START
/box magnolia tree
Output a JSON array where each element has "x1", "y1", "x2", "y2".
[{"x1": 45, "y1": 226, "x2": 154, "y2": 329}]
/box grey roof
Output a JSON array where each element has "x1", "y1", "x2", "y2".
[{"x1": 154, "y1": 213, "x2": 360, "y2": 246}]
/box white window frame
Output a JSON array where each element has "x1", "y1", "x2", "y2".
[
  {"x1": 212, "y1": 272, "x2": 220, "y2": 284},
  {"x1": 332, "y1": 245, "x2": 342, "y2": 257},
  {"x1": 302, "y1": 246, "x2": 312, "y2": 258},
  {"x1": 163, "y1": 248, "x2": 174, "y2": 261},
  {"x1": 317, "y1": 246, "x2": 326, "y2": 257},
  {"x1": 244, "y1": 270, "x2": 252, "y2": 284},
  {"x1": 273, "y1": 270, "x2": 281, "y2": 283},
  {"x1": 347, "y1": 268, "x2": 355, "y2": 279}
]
END
[PROMPT] Copy the rows from the line containing "white window frame" through the end of the rows, both included, substituting "JSON list" for "JSON array" and leaving everything else unchanged.

[THE SOLUTION]
/box white window frame
Output a JSON list where each element has "x1", "y1", "x2", "y2".
[
  {"x1": 212, "y1": 272, "x2": 220, "y2": 284},
  {"x1": 332, "y1": 245, "x2": 342, "y2": 257},
  {"x1": 302, "y1": 246, "x2": 312, "y2": 258},
  {"x1": 163, "y1": 248, "x2": 174, "y2": 261},
  {"x1": 317, "y1": 246, "x2": 326, "y2": 257},
  {"x1": 244, "y1": 270, "x2": 252, "y2": 284},
  {"x1": 273, "y1": 270, "x2": 281, "y2": 283},
  {"x1": 347, "y1": 268, "x2": 355, "y2": 279}
]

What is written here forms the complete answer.